Goal: Please rewrite the items below, changing each "Report the coordinates" to "Give the location" and leaving everything else as it is.

*** Data records

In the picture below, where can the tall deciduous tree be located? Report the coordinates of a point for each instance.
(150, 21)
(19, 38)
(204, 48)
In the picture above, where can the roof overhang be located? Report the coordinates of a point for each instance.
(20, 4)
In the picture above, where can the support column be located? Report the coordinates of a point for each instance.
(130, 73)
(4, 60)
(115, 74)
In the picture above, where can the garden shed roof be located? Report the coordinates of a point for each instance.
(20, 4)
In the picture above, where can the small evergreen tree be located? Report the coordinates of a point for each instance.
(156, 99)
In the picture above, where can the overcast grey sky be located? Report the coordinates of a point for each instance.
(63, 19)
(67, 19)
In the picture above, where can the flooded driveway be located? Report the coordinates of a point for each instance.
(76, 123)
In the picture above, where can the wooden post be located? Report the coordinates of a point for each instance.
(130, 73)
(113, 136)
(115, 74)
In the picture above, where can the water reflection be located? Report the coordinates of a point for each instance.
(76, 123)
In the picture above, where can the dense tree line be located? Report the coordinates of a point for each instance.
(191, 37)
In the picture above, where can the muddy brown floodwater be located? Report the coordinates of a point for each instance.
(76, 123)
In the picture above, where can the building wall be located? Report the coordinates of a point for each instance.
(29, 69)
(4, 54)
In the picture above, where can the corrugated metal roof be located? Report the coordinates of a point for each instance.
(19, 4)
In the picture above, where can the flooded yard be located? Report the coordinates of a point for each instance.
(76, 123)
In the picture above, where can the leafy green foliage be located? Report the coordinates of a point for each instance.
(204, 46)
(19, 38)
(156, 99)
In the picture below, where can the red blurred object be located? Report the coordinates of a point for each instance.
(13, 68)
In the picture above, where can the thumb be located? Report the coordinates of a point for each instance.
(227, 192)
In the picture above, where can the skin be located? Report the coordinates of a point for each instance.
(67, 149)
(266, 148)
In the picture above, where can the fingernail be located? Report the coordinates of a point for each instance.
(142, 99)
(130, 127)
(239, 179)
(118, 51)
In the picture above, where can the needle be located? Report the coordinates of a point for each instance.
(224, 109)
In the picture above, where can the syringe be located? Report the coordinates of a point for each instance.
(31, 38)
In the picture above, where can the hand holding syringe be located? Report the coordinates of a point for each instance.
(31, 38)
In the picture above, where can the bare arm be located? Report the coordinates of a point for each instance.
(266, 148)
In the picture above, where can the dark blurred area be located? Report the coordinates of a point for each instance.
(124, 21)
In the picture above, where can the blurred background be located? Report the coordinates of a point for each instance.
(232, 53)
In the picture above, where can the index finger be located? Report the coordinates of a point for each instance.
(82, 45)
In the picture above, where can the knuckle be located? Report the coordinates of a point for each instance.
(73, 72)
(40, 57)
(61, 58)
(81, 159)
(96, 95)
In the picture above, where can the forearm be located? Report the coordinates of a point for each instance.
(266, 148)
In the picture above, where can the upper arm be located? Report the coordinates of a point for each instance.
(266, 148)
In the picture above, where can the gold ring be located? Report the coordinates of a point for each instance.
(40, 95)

******

Response to the exercise:
In the picture below, where can the tall deciduous tree be located? Give the location of a point for each instance.
(150, 21)
(19, 38)
(204, 48)
In the picture above, where can the roof overhang be located? Give the location of a point for each instance.
(20, 4)
In the picture above, where can the support column be located? Give the location of a point for each instance.
(130, 73)
(4, 60)
(115, 74)
In the picture above, where can the garden shed roof be located? Give the location of a point for each instance.
(20, 4)
In the picture above, where can the small evergreen tree be located? Give the location of a point for each instance.
(156, 99)
In the picture above, where can the overcast grey sky be located? Give the location of a point for each instance.
(63, 19)
(67, 19)
In the picture above, where can the flooded driveway be located? Give the location of a point for each instance.
(76, 123)
In the picture above, where can the wooden post be located? Give the location of a point for each instance.
(130, 73)
(113, 136)
(115, 74)
In the picture above, where can the water reflection be located? Give the location of a point for each instance.
(76, 123)
In the picture above, where can the dense tree line be located? Give the location of a point for each instance.
(191, 37)
In the picture above, where can the muddy brown floodwater be located? Give the location of a point for each instance.
(76, 123)
In the picture above, where can the building wall be located? Give the location of a point for each instance.
(29, 69)
(4, 54)
In the picture above, where can the corrugated metal roof be located? Give the location of a point for each instance.
(19, 4)
In the picture above, where can the flooded yard be located? Give the location of a point for each instance.
(76, 123)
In the picture above, where can the leafy green foliage be located? Give the location of a point for each instance.
(204, 46)
(19, 38)
(156, 99)
In the picture below, where can the red blurred object be located? Give the location of a point for each instance.
(13, 68)
In the picture above, where can the thumb be located? Give the location of a point for each instance.
(227, 192)
In the picture above, where can the skin be located? Give the location of a point for each instance.
(67, 149)
(266, 148)
In the picture above, where can the fingernail be located? Give the location of a point for each instance.
(142, 99)
(130, 127)
(239, 179)
(118, 51)
In the picture above, where can the needle be located? Give the location of a point for each instance.
(224, 109)
In the picture above, where can the syringe be located? Give the location of a point for each instance.
(31, 38)
In the picture above, where can the hand holding syringe be located? Give the location of a point for each instance.
(31, 38)
In the picture above, where can the bare arm be located? Give the location of a point for each instance.
(266, 148)
In the picture above, where can the dark blurred area be located? Give the location of a point for each instance.
(124, 21)
In the picture above, where can the blurred background be located? Give the location of a point for each instance.
(232, 53)
In the picture above, where can the index finger be located? Give the location of a point for each instance.
(82, 45)
In the picture above, where can the knuckle be located? Give the location of a point for each instance.
(73, 72)
(40, 57)
(61, 58)
(81, 159)
(96, 95)
In the picture above, where can the forearm be located? Give the location of a point for each instance.
(266, 148)
In the picture above, where can the upper arm be located? Give the location of a point for each instance.
(266, 148)
In the picture above, where can the gold ring be located? Give the location of a point for each instance.
(40, 95)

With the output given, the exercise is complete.